[Photo-based referring expression data]
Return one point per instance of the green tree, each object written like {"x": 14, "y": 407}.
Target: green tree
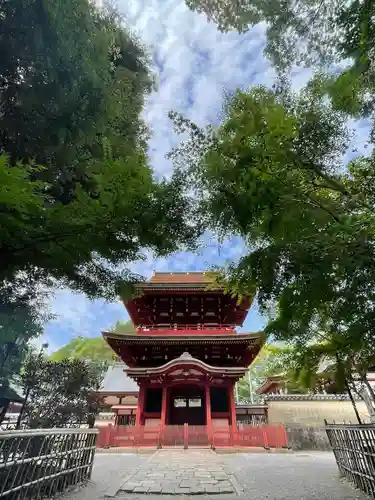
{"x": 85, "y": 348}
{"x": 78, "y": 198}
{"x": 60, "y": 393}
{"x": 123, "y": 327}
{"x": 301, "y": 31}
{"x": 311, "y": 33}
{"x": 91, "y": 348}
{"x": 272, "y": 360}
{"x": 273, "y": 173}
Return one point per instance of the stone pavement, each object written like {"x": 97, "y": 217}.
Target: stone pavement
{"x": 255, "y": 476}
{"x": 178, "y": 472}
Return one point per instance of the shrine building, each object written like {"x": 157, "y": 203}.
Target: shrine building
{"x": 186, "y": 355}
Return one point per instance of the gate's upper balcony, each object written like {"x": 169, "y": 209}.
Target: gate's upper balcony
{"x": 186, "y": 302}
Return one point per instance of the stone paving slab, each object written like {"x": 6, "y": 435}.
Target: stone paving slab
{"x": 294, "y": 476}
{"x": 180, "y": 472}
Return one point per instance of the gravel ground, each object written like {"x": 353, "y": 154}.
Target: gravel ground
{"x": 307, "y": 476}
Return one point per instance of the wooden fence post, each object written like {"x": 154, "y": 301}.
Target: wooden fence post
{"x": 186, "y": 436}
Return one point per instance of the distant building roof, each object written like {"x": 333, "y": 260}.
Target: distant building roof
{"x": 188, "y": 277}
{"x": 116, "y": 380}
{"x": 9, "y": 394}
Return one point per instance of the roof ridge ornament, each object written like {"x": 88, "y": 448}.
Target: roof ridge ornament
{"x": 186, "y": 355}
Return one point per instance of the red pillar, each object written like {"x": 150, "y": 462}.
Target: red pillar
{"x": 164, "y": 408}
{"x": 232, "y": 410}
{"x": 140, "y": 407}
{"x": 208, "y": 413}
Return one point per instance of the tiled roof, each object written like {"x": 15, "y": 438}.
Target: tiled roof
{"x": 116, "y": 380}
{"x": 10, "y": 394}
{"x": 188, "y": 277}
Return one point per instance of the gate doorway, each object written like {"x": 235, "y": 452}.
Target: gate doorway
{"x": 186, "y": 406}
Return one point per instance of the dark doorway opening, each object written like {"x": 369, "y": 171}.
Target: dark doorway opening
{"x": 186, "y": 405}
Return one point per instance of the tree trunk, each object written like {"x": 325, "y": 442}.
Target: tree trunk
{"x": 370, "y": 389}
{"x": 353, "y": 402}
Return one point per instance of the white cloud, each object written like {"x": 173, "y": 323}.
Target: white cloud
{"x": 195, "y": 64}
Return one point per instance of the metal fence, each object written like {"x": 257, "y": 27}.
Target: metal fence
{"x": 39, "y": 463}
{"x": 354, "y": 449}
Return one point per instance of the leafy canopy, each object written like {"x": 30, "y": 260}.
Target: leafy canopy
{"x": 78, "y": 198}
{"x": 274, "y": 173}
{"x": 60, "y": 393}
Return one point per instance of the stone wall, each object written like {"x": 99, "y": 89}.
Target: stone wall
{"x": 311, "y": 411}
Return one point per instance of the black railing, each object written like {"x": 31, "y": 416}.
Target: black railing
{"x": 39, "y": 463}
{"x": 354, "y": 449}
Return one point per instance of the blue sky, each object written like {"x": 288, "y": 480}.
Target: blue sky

What to work on: Write out each line exactly, starting with the line that contains "Return one point per instance of the white" and stopping after the last line of the data.

Task response:
Return one point per instance of the white cloud, each object written like {"x": 173, "y": 323}.
Target: white cloud
{"x": 195, "y": 64}
Return one point per instance of the metal fence, each object written like {"x": 257, "y": 27}.
Target: metal fence
{"x": 39, "y": 463}
{"x": 354, "y": 449}
Return one point per instance of the leafy canopy, each object written like {"x": 30, "y": 260}.
Target: leafy canopy
{"x": 78, "y": 198}
{"x": 274, "y": 173}
{"x": 60, "y": 393}
Return one point per instance of the stone wall, each object written like {"x": 99, "y": 89}.
Target: stone wall
{"x": 311, "y": 411}
Return one point per instance of the black railing, each object written like {"x": 31, "y": 416}.
Target: black railing
{"x": 39, "y": 463}
{"x": 354, "y": 449}
Return one point per instance of the blue sky, each object written like {"x": 288, "y": 480}.
Target: blue sky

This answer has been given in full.